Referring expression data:
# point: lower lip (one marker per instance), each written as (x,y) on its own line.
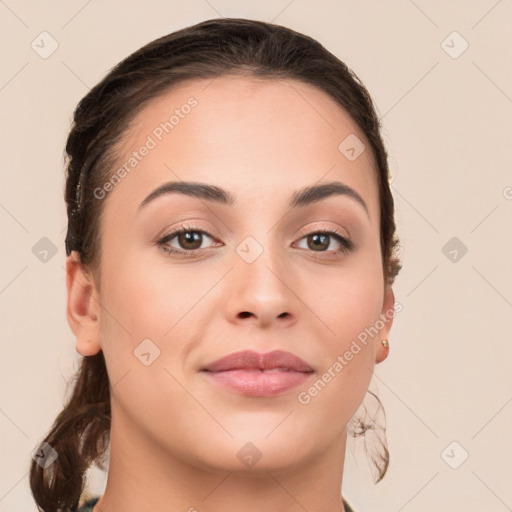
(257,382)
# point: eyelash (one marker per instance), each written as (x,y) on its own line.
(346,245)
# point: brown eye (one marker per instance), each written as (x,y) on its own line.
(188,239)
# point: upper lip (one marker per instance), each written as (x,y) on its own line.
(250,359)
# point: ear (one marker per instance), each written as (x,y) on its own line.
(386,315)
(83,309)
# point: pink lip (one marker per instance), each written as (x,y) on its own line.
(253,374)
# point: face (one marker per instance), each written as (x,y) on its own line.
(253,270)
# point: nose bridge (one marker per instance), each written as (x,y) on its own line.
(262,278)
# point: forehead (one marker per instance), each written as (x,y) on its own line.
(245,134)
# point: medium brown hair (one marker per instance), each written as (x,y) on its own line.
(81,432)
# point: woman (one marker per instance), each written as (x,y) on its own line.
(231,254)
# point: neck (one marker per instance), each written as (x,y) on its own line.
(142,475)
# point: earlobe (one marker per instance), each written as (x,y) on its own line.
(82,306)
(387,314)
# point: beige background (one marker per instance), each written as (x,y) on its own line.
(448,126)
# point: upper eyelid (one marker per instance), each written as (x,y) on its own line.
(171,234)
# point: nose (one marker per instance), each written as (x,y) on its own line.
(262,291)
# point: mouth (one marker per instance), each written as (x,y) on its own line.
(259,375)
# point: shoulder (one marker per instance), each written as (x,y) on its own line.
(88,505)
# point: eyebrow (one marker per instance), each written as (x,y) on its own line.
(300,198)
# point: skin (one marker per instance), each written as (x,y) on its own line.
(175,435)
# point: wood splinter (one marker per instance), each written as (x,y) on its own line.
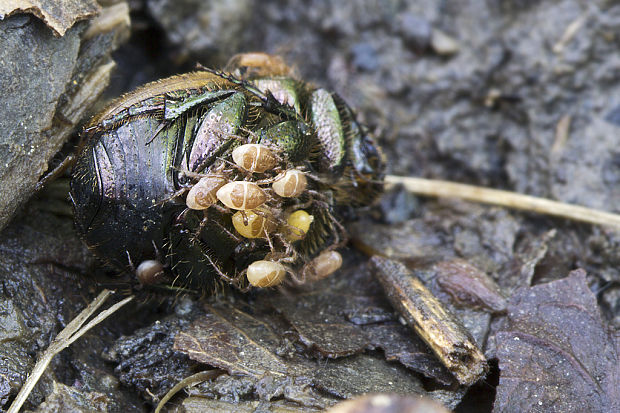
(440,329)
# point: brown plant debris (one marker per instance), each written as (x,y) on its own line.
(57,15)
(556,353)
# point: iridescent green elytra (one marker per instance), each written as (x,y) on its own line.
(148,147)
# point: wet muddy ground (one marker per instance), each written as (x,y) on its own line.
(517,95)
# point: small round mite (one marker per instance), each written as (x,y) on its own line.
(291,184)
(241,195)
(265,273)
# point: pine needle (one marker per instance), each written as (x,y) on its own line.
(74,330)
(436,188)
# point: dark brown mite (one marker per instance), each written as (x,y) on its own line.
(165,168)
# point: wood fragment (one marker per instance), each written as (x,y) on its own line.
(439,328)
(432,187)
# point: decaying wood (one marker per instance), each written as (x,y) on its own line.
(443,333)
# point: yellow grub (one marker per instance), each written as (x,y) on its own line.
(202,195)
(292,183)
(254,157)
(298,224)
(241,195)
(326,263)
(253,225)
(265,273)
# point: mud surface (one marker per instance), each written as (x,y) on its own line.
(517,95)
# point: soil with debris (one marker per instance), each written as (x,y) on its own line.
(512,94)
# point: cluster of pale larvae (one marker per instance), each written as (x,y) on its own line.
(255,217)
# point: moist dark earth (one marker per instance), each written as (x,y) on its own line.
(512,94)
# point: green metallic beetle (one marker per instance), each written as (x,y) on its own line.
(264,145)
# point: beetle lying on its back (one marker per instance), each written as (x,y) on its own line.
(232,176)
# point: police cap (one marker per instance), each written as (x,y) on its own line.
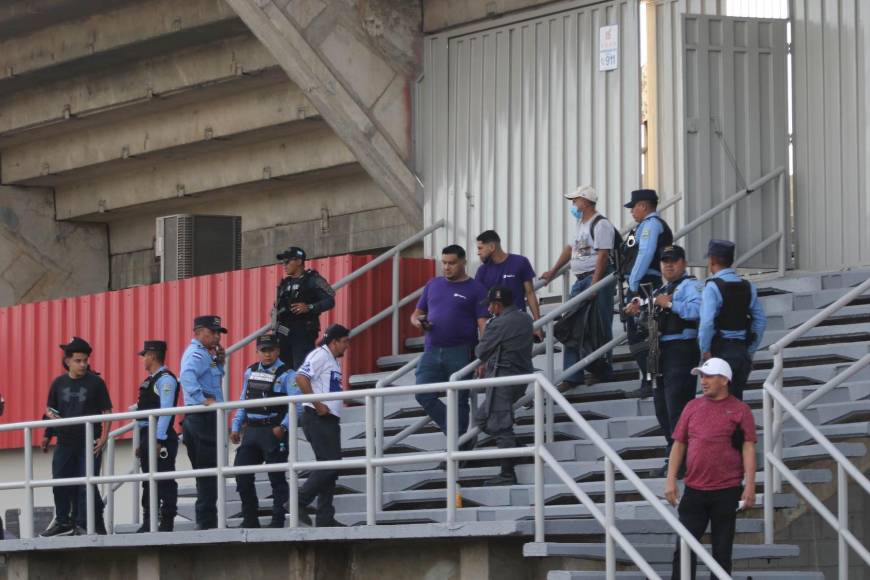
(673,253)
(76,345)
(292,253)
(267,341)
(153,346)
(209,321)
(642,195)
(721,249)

# WORK TASK
Pictures are to be left out, while the records are copied word for word.

# ANSWER SECTION
# point: lower lip (one marker per instance), each written as (x,y) on its own line.
(257,382)
# point: eyelash (one marker per instance), each written as (x,y) on its own line.
(346,245)
# point: brown eye (one marker per instance), each written as (x,y) on its own line.
(188,239)
# point: upper lip (one marker per instance), each written as (x,y) on its own line.
(250,359)
# point: ear (one marker per instance), each written as (x,y) on its own line.
(386,315)
(83,309)
# point: pink lip (one marker per instance), each written as (x,y) on its own line.
(253,374)
# point: face (one marker per instance), each written as (x,y) on its own line.
(253,270)
# point: nose bridge (one marker per instance), each written as (x,y) on its own line.
(262,278)
# point: forehead (one marker per instance), each written as (x,y) on its own line.
(245,134)
# point: medium brown hair (one marker per instance), each written as (x,y) on its own line.
(81,432)
# point: woman (one marker per instance), each written as (x,y) on its own line.
(231,254)
# point: neck (one marker per instance), each written as (x,y) on its own line.
(142,475)
# point: earlobe (one marker per instance), each written as (x,y) on its own line.
(82,306)
(387,314)
# point: beige background (one marker per instance), each written as (x,y) on its own line.
(448,126)
# point: upper eyelid (one marker per instance), each written as (x,y) on its own line.
(171,234)
# point: nose (one marker per instance), each written as (x,y) on its own line.
(262,291)
# point: mouth (one marker per instance), each written as (x,y) on its own line.
(259,375)
# point: shoulder (one marker per instance), each written as (x,y) on its own line.
(88,505)
# point: eyebrow (one marker per instance), each written as (x,y) on its own line.
(300,198)
# point: skin (one marker per instance), each written as (x,y) on its own line.
(175,435)
# point: wood splinter (one marker per instance), each written as (x,y) on its own line.
(440,329)
# point: brown plant debris (one marker per instance), each written as (x,y) on its own line.
(57,15)
(556,353)
# point: iridescent green elytra (one marker per instance), each written as (x,y) on its own line.
(148,147)
# point: wet muddy ground (one marker per instance), each written as (x,y) on its own line.
(517,95)
# point: small round mite (one marker per instance), each written as (x,y) on its own line.
(291,184)
(241,195)
(265,273)
# point: pine needle (one marker per instance), each written as (x,y) on its own line.
(74,330)
(436,188)
# point: dark brown mite (one marker per instance), each written as (x,y) on its own line.
(165,168)
# point: wood fragment (one marker per instance), each written as (x,y) on its own line.
(439,328)
(432,187)
# point: decaying wood (one marker per instance), each written as (x,y) on its own line.
(443,333)
# point: yellow grub (one marker per instance), each written as (x,y) on its own line.
(202,195)
(292,183)
(254,157)
(298,224)
(241,195)
(326,263)
(253,225)
(265,273)
# point: mud surface (one marker per instance), each written as (x,y) on its own line.
(517,95)
# point: soil with debris (one marker per instance), each written as (x,y) on its own line.
(512,94)
# point: cluster of pale larvae (one marker per instance), each written as (x,y) on its own line.
(255,217)
# point: moist dark earth (one marker per instance), each written as (x,y) on its own line.
(512,94)
# point: green metallic beetle (one marker per instance), each written as (x,y) on its own line.
(264,145)
# point: beetle lying on its back (one marker per instance), each written as (x,y) on its own line.
(232,176)
# point: police cap (one marker per instance), each written as (x,y) on its own line.
(673,253)
(76,345)
(292,253)
(267,341)
(153,346)
(209,321)
(642,195)
(721,249)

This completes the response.